### Directive:
Tally the lines in the entries below that contain the string "leaf", treating case as significant. Give only the number.

--- START Provided material ---

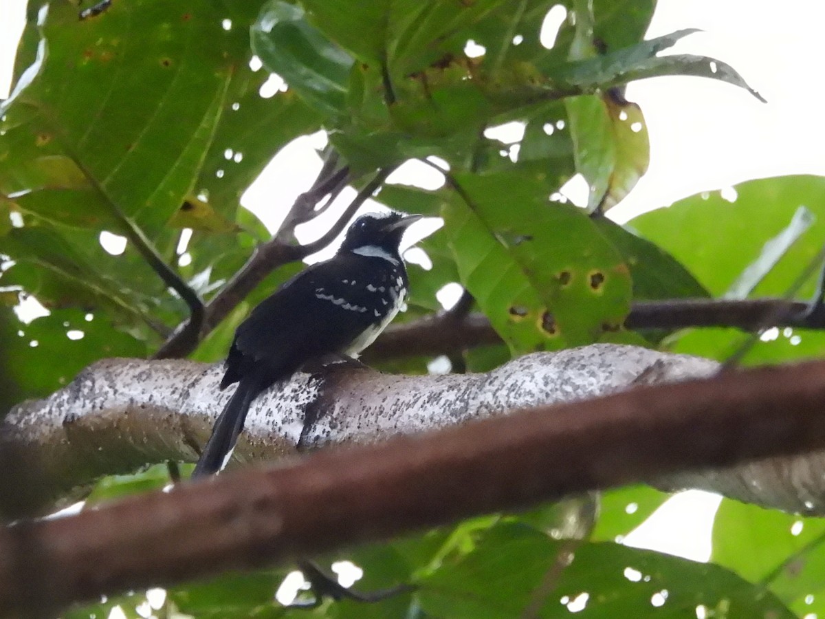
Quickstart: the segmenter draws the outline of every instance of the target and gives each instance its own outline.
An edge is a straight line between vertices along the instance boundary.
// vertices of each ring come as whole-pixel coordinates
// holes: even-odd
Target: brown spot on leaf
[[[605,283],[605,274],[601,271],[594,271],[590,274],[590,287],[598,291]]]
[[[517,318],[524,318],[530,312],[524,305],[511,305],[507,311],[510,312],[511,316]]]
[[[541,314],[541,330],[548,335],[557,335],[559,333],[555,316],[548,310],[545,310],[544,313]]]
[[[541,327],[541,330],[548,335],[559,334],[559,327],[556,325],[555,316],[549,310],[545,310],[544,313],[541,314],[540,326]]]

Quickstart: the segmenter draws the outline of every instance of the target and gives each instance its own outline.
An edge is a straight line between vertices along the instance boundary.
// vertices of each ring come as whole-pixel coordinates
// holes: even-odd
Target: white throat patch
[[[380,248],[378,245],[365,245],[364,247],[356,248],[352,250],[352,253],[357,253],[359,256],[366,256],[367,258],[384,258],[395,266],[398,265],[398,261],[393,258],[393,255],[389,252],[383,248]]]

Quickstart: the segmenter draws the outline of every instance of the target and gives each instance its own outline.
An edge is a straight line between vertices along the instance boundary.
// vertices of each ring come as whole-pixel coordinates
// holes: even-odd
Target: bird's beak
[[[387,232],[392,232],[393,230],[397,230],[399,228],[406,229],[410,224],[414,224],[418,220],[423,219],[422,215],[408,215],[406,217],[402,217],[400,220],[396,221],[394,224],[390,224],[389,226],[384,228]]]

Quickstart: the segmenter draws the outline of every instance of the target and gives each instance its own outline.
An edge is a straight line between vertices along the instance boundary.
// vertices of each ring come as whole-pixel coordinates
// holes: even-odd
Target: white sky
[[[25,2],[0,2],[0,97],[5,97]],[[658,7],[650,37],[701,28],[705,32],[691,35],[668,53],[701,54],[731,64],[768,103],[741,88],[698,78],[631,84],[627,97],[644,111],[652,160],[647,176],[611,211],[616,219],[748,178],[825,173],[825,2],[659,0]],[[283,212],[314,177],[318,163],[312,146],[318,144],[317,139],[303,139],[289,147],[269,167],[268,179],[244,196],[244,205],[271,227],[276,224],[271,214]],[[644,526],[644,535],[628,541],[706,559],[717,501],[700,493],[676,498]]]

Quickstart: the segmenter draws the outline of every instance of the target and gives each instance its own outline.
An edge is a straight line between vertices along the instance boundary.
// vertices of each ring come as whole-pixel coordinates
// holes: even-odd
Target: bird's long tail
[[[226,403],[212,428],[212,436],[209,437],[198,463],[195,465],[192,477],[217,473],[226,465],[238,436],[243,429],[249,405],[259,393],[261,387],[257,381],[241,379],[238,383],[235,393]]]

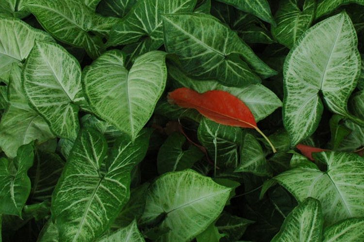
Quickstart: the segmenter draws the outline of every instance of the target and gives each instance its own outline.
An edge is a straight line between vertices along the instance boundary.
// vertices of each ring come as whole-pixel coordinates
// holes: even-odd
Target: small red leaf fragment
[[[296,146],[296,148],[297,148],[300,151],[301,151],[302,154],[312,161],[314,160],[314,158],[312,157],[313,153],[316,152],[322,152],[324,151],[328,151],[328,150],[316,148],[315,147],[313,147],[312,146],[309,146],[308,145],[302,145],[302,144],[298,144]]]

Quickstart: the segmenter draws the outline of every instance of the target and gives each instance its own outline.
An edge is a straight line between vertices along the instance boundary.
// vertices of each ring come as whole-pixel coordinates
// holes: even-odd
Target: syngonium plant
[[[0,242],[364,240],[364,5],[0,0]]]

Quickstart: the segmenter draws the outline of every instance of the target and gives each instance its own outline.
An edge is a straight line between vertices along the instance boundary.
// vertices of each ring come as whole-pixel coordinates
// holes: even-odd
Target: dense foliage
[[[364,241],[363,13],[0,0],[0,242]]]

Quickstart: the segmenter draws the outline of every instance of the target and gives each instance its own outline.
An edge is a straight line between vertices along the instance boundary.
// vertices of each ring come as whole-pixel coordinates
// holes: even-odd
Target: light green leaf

--- END Provided material ---

### Task response:
3